### Written tasks
1. From the fiction-analysis guide, pull out the passage starting with "Do images and" and going on through "of the genre?", word for word.
2. Pick up the fiction-analysis guide after its final line and keep writing it.

### Document
☆ ☆ ☆ ☆

Do images and symbols combine to form significant patterns of meaning (e.g.
food and eating in Margaret Atwood’s novel The Edible Woman)?
Connecting textual features to discover theme:
If the novel or story belongs to a particular genre (kind) of fiction, in what way does it conform to and depart from the conventions of the genre?
How does the narrative structure of the novel or story help to reveal character?
How does setting contribute to characterization and narrative structure? Are particular events or particular characters associated with particular places?
How do the elements of style (diction, image, and symbol, and sentence structure) help to portray action, setting, and character?
How do action, setting, characterization, style, point of view, and tone combine to convey the theme of the novel or story?
What is this theme?
What do they mean by Significance anyway?

☆ ☆ ☆ ☆

### Information shown
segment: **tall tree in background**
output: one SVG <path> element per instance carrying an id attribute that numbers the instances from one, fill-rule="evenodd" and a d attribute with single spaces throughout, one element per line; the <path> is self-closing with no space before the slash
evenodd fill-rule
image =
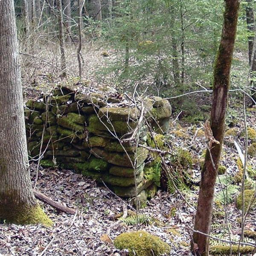
<path id="1" fill-rule="evenodd" d="M 0 221 L 50 225 L 31 186 L 13 0 L 0 13 Z"/>
<path id="2" fill-rule="evenodd" d="M 202 170 L 194 229 L 204 234 L 210 232 L 214 188 L 221 151 L 230 85 L 230 74 L 236 32 L 239 0 L 225 0 L 222 33 L 214 70 L 213 96 L 211 128 L 219 143 L 209 143 Z M 194 232 L 192 250 L 197 255 L 209 255 L 209 238 Z M 197 244 L 197 246 L 196 244 Z"/>
<path id="3" fill-rule="evenodd" d="M 64 47 L 64 33 L 63 31 L 63 18 L 62 17 L 62 6 L 61 0 L 56 0 L 56 4 L 58 10 L 58 16 L 59 23 L 59 39 L 61 48 L 61 75 L 63 77 L 67 76 L 66 71 L 66 57 Z"/>
<path id="4" fill-rule="evenodd" d="M 71 6 L 70 4 L 70 0 L 64 0 L 63 11 L 64 14 L 64 20 L 65 21 L 65 26 L 68 29 L 68 31 L 70 31 L 71 26 Z M 71 38 L 69 35 L 67 35 L 66 40 L 68 44 L 71 43 Z"/>
<path id="5" fill-rule="evenodd" d="M 255 49 L 253 51 L 253 42 L 256 28 L 255 26 L 255 19 L 253 9 L 253 1 L 252 0 L 246 0 L 247 2 L 245 6 L 245 11 L 246 12 L 246 23 L 247 24 L 247 29 L 248 29 L 248 52 L 249 55 L 249 62 L 251 69 L 251 85 L 254 87 L 256 81 L 256 54 Z M 256 100 L 256 93 L 253 98 Z"/>

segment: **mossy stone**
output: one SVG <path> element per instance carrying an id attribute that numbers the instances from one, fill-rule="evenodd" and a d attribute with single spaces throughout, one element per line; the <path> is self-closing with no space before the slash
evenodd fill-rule
<path id="1" fill-rule="evenodd" d="M 46 109 L 46 105 L 44 102 L 43 99 L 38 99 L 36 101 L 29 99 L 26 102 L 26 105 L 30 108 L 36 108 L 44 111 L 45 111 Z"/>
<path id="2" fill-rule="evenodd" d="M 99 148 L 93 148 L 90 152 L 95 157 L 101 157 L 110 163 L 125 167 L 133 167 L 136 159 L 137 166 L 140 166 L 147 158 L 148 150 L 143 148 L 139 148 L 137 155 L 134 154 L 127 154 L 126 153 L 118 153 L 107 152 Z"/>
<path id="3" fill-rule="evenodd" d="M 103 123 L 102 123 L 103 122 Z M 96 115 L 91 116 L 89 119 L 89 126 L 88 130 L 95 134 L 97 134 L 98 131 L 115 131 L 116 133 L 125 134 L 128 133 L 136 127 L 137 124 L 134 122 L 122 121 L 113 121 L 111 124 L 104 120 L 99 120 Z"/>
<path id="4" fill-rule="evenodd" d="M 142 172 L 144 168 L 144 163 L 136 169 L 135 175 L 138 175 Z M 109 173 L 121 177 L 131 178 L 134 177 L 134 170 L 132 168 L 122 167 L 117 166 L 112 166 L 109 169 Z"/>
<path id="5" fill-rule="evenodd" d="M 152 183 L 151 181 L 143 180 L 137 185 L 137 192 L 140 193 L 143 189 L 149 186 Z M 121 197 L 131 198 L 135 196 L 136 194 L 136 189 L 134 186 L 128 187 L 113 186 L 112 189 L 116 195 Z"/>
<path id="6" fill-rule="evenodd" d="M 254 196 L 255 192 L 253 189 L 246 189 L 244 190 L 244 209 L 247 211 L 251 203 L 249 211 L 255 209 L 256 207 L 256 200 Z M 239 210 L 242 209 L 242 193 L 240 192 L 236 198 L 236 207 Z"/>
<path id="7" fill-rule="evenodd" d="M 54 114 L 51 112 L 45 112 L 42 113 L 42 119 L 45 122 L 47 121 L 47 123 L 51 125 L 56 125 L 56 116 Z"/>
<path id="8" fill-rule="evenodd" d="M 256 143 L 253 143 L 248 148 L 248 154 L 252 157 L 256 156 Z"/>
<path id="9" fill-rule="evenodd" d="M 159 256 L 168 254 L 169 245 L 155 236 L 145 231 L 123 233 L 114 240 L 114 245 L 119 250 L 127 249 L 129 255 L 137 256 Z"/>
<path id="10" fill-rule="evenodd" d="M 62 126 L 64 128 L 70 129 L 76 132 L 83 132 L 85 130 L 85 127 L 84 125 L 79 124 L 77 122 L 79 122 L 79 123 L 81 124 L 81 121 L 83 119 L 84 124 L 84 122 L 86 121 L 85 117 L 81 116 L 80 117 L 77 116 L 75 117 L 73 114 L 78 115 L 76 113 L 68 113 L 67 116 L 63 116 L 58 117 L 57 119 L 57 123 L 59 125 Z M 76 121 L 76 122 L 75 122 Z"/>
<path id="11" fill-rule="evenodd" d="M 68 101 L 71 96 L 71 94 L 60 96 L 52 96 L 49 99 L 48 102 L 51 106 L 63 104 Z"/>
<path id="12" fill-rule="evenodd" d="M 136 176 L 136 182 L 138 184 L 143 179 L 143 173 L 141 172 Z M 114 176 L 108 174 L 105 174 L 102 176 L 102 180 L 108 184 L 119 187 L 130 187 L 135 184 L 135 180 L 134 177 L 127 178 Z"/>
<path id="13" fill-rule="evenodd" d="M 105 172 L 109 169 L 109 164 L 103 159 L 91 157 L 88 166 L 89 171 Z"/>
<path id="14" fill-rule="evenodd" d="M 151 185 L 148 188 L 145 189 L 147 194 L 147 198 L 151 199 L 152 198 L 157 192 L 157 186 L 154 183 Z"/>
<path id="15" fill-rule="evenodd" d="M 122 121 L 127 122 L 131 120 L 135 121 L 139 118 L 140 111 L 133 108 L 102 108 L 99 111 L 99 116 L 103 120 Z"/>
<path id="16" fill-rule="evenodd" d="M 218 174 L 219 175 L 222 175 L 226 172 L 226 170 L 227 168 L 226 166 L 221 165 L 219 166 L 218 168 Z"/>

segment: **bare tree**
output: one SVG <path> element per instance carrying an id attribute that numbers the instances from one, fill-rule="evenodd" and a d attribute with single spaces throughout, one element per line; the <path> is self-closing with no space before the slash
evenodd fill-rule
<path id="1" fill-rule="evenodd" d="M 61 0 L 56 0 L 56 4 L 58 10 L 58 16 L 59 22 L 59 39 L 61 48 L 61 66 L 62 70 L 61 75 L 63 77 L 67 76 L 66 71 L 66 57 L 64 47 L 64 34 L 63 32 L 63 19 L 62 17 L 62 6 Z"/>
<path id="2" fill-rule="evenodd" d="M 0 221 L 49 225 L 30 180 L 13 1 L 0 13 Z"/>
<path id="3" fill-rule="evenodd" d="M 210 140 L 202 170 L 194 228 L 195 232 L 193 234 L 192 241 L 192 250 L 197 255 L 209 255 L 208 237 L 196 231 L 207 235 L 210 232 L 214 187 L 223 140 L 239 1 L 225 0 L 225 5 L 222 33 L 214 70 L 211 126 L 210 128 L 209 125 L 208 129 L 210 133 L 211 129 L 215 140 Z"/>
<path id="4" fill-rule="evenodd" d="M 70 33 L 71 26 L 71 6 L 70 0 L 64 0 L 63 11 L 64 12 L 64 20 L 65 26 L 67 28 L 68 34 Z M 71 44 L 71 38 L 69 35 L 67 35 L 66 41 L 68 44 Z"/>

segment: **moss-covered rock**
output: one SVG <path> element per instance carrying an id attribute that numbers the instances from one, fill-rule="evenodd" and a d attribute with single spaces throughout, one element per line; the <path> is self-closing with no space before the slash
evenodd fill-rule
<path id="1" fill-rule="evenodd" d="M 30 108 L 35 108 L 44 111 L 46 109 L 46 105 L 44 99 L 41 99 L 36 101 L 29 99 L 26 102 L 26 105 Z"/>
<path id="2" fill-rule="evenodd" d="M 256 199 L 255 196 L 255 191 L 253 189 L 244 190 L 244 209 L 247 210 L 251 204 L 249 210 L 254 210 L 256 207 Z M 242 194 L 240 193 L 236 198 L 236 207 L 239 210 L 242 209 Z"/>
<path id="3" fill-rule="evenodd" d="M 121 234 L 115 239 L 114 245 L 119 250 L 128 249 L 129 255 L 137 256 L 167 255 L 171 250 L 168 244 L 145 231 Z"/>
<path id="4" fill-rule="evenodd" d="M 109 130 L 124 135 L 134 129 L 137 123 L 132 121 L 127 122 L 122 121 L 113 121 L 111 122 L 111 123 L 109 123 L 103 119 L 101 121 L 96 115 L 93 115 L 89 119 L 89 126 L 87 129 L 89 131 L 95 134 L 99 134 L 99 131 L 107 131 Z"/>
<path id="5" fill-rule="evenodd" d="M 108 174 L 105 174 L 102 175 L 102 178 L 104 182 L 108 184 L 122 187 L 130 187 L 135 184 L 135 180 L 134 177 L 120 177 Z M 143 179 L 143 172 L 141 172 L 136 176 L 137 183 L 139 184 Z"/>
<path id="6" fill-rule="evenodd" d="M 91 157 L 88 166 L 89 171 L 97 172 L 105 172 L 108 171 L 109 168 L 108 163 L 103 159 Z"/>
<path id="7" fill-rule="evenodd" d="M 140 193 L 143 189 L 146 189 L 152 183 L 152 182 L 151 181 L 143 180 L 137 186 L 137 193 Z M 115 194 L 121 197 L 132 198 L 135 196 L 136 193 L 136 190 L 134 186 L 128 187 L 113 186 L 112 188 Z"/>
<path id="8" fill-rule="evenodd" d="M 51 125 L 55 125 L 56 124 L 56 116 L 51 112 L 45 112 L 42 113 L 42 119 L 44 122 L 47 121 L 47 123 Z"/>
<path id="9" fill-rule="evenodd" d="M 143 164 L 136 170 L 135 175 L 138 175 L 142 172 L 144 168 L 144 164 Z M 134 177 L 134 170 L 132 168 L 122 167 L 118 166 L 112 166 L 109 169 L 109 173 L 112 175 L 131 178 Z"/>
<path id="10" fill-rule="evenodd" d="M 110 121 L 135 121 L 140 114 L 136 108 L 102 108 L 99 111 L 99 115 L 103 120 Z"/>
<path id="11" fill-rule="evenodd" d="M 146 159 L 148 151 L 143 148 L 139 148 L 135 154 L 118 153 L 105 151 L 100 148 L 93 148 L 90 152 L 96 157 L 101 157 L 110 163 L 125 167 L 133 167 L 136 159 L 137 166 L 140 166 Z"/>
<path id="12" fill-rule="evenodd" d="M 227 168 L 226 166 L 221 165 L 219 166 L 218 168 L 218 174 L 219 175 L 222 175 L 226 172 L 226 170 Z"/>
<path id="13" fill-rule="evenodd" d="M 256 143 L 253 143 L 248 148 L 248 154 L 252 157 L 256 156 Z"/>

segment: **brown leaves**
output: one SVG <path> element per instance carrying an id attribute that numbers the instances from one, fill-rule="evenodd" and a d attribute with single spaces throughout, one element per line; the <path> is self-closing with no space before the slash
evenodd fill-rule
<path id="1" fill-rule="evenodd" d="M 208 120 L 207 120 L 204 125 L 204 135 L 207 140 L 209 141 L 209 146 L 210 148 L 212 147 L 212 143 L 220 144 L 218 140 L 216 140 L 212 135 L 212 131 L 211 128 L 210 122 Z"/>

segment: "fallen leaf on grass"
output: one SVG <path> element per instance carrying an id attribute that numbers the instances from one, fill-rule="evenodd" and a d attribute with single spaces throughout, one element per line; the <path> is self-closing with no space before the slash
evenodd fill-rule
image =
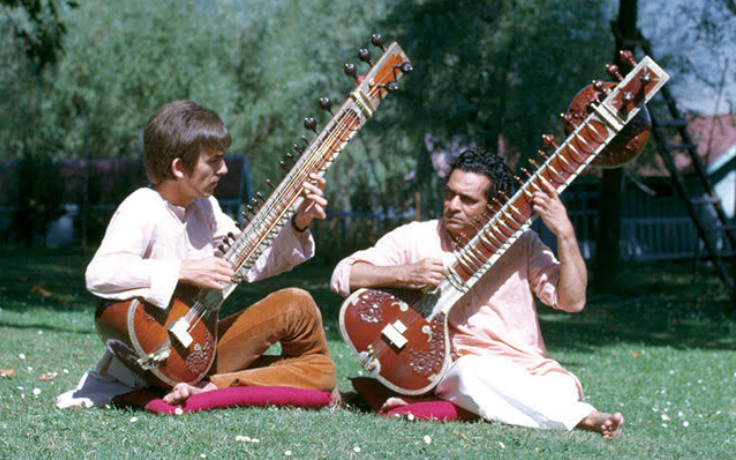
<path id="1" fill-rule="evenodd" d="M 44 283 L 37 284 L 31 288 L 31 292 L 38 292 L 41 294 L 41 297 L 49 298 L 53 297 L 54 293 L 46 289 L 46 285 Z"/>

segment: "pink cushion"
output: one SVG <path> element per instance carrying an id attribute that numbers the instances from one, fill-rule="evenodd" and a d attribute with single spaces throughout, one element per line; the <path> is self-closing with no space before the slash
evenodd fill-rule
<path id="1" fill-rule="evenodd" d="M 137 400 L 138 404 L 157 414 L 196 412 L 225 407 L 302 407 L 319 409 L 332 402 L 329 392 L 292 387 L 245 387 L 220 388 L 189 397 L 181 405 L 167 404 L 161 398 L 150 397 Z"/>
<path id="2" fill-rule="evenodd" d="M 351 379 L 351 381 L 355 391 L 357 391 L 365 400 L 368 406 L 377 413 L 386 417 L 411 414 L 418 420 L 446 421 L 478 419 L 476 414 L 468 412 L 450 401 L 439 399 L 434 395 L 423 396 L 420 398 L 401 396 L 402 399 L 409 401 L 410 403 L 406 406 L 384 410 L 382 409 L 383 403 L 392 396 L 400 396 L 398 393 L 389 390 L 374 378 L 356 377 Z"/>

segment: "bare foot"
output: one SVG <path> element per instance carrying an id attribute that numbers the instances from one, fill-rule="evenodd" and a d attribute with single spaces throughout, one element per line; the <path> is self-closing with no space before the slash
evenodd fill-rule
<path id="1" fill-rule="evenodd" d="M 621 412 L 608 414 L 593 411 L 577 427 L 600 433 L 605 439 L 614 439 L 621 436 L 624 430 L 624 416 L 621 415 Z"/>
<path id="2" fill-rule="evenodd" d="M 186 401 L 190 396 L 216 389 L 217 387 L 212 382 L 200 382 L 197 385 L 177 383 L 163 399 L 167 404 L 180 404 Z"/>

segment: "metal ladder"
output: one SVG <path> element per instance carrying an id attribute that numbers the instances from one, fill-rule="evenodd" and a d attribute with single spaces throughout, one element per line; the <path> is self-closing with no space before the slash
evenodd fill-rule
<path id="1" fill-rule="evenodd" d="M 624 40 L 624 46 L 629 48 L 639 46 L 645 54 L 654 57 L 649 41 L 644 38 L 641 31 L 638 31 L 637 35 L 637 40 Z M 654 113 L 654 110 L 649 110 L 652 118 L 652 134 L 654 135 L 657 151 L 669 170 L 675 190 L 682 199 L 690 219 L 695 224 L 698 236 L 703 242 L 709 259 L 732 294 L 732 302 L 727 308 L 728 312 L 734 312 L 736 311 L 736 302 L 734 302 L 736 300 L 736 283 L 734 283 L 734 274 L 729 270 L 726 260 L 724 260 L 726 257 L 734 255 L 734 251 L 736 251 L 734 224 L 723 211 L 721 198 L 715 193 L 713 185 L 706 174 L 705 166 L 698 155 L 697 145 L 688 132 L 688 122 L 678 110 L 675 98 L 669 88 L 667 86 L 663 87 L 659 94 L 655 96 L 655 100 L 656 98 L 663 100 L 666 112 L 668 112 L 660 117 Z M 673 143 L 673 139 L 677 139 L 678 136 L 680 142 Z M 699 192 L 693 193 L 691 189 L 688 189 L 685 178 L 675 165 L 673 154 L 677 152 L 683 152 L 689 156 L 697 176 L 695 185 L 699 187 Z M 710 216 L 707 216 L 708 218 L 703 212 L 707 207 L 712 210 Z M 722 238 L 721 241 L 727 240 L 730 246 L 727 249 L 724 248 L 723 253 L 717 247 L 719 236 Z"/>

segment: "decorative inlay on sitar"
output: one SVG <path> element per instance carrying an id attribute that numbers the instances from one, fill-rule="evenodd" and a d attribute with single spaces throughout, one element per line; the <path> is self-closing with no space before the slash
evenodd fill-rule
<path id="1" fill-rule="evenodd" d="M 397 43 L 384 46 L 381 35 L 372 42 L 383 50 L 375 63 L 368 49 L 361 49 L 358 57 L 371 68 L 365 76 L 358 75 L 354 64 L 345 65 L 345 73 L 355 79 L 356 86 L 336 111 L 328 98 L 321 98 L 320 108 L 332 114 L 321 130 L 314 118 L 307 118 L 304 126 L 316 134 L 306 147 L 294 146 L 287 154 L 293 162 L 289 172 L 278 186 L 268 180 L 273 192 L 264 198 L 260 193 L 248 205 L 249 221 L 236 239 L 232 235 L 225 260 L 230 262 L 241 279 L 256 263 L 284 225 L 299 208 L 304 184 L 313 173 L 325 171 L 342 149 L 373 116 L 378 106 L 398 89 L 398 80 L 411 72 L 412 65 Z M 170 388 L 176 383 L 196 383 L 207 375 L 217 348 L 217 316 L 222 303 L 237 287 L 233 281 L 216 289 L 197 289 L 180 285 L 166 310 L 138 299 L 126 301 L 104 300 L 97 308 L 95 325 L 108 349 L 128 367 L 141 374 L 149 383 Z"/>
<path id="2" fill-rule="evenodd" d="M 618 84 L 597 80 L 581 91 L 563 115 L 567 139 L 557 145 L 552 136 L 544 136 L 554 153 L 544 155 L 541 165 L 530 162 L 534 172 L 527 172 L 527 180 L 520 180 L 513 196 L 495 203 L 490 220 L 458 252 L 436 288 L 411 295 L 360 289 L 342 304 L 343 338 L 360 364 L 384 385 L 401 394 L 419 395 L 439 382 L 450 364 L 450 310 L 537 217 L 531 197 L 541 189 L 542 178 L 561 193 L 597 157 L 602 158 L 601 166 L 620 166 L 641 151 L 648 137 L 644 104 L 669 77 L 649 57 L 639 64 L 629 52 L 621 57 L 633 70 L 622 78 L 616 66 L 609 66 Z"/>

☆ ☆ ☆ ☆

### Results for the exercise
1.
Do images and symbols combine to form significant patterns of meaning (e.g.
food and eating in Margaret Atwood’s novel The Edible Woman)?
Connecting textual features to discover theme:
If the novel or story belongs to a particular genre (kind) of fiction, in what way does it conform to and depart from the conventions of the genre?

2.
Significance means that an individual component or part adds to the progression of another part and / or the entire work in some way. These components may be:
Characterization Mood
Setting Plot
Symbols or Imagery Theme
When looking for significant parts or scenes of any work, consider whether:
- the scene advances or complicates the plot.
- the scene shows character revelation or development.
- the scene reinforces an atmosphere or mood.
- the scene contains irony or dramatic irony (What’s that?!).
- the scene contains foreshadowing (of some future event – obviously!).
- the scene contains imagery (which underlines a theme of the play, novel).
- the scene contains suspense.
- the scene contains contrast.
- the scene contains parallelism for emphasis
- the scene arouses pathos (sympathy for a character).
Note: it is unlikely that a scene will do all of these.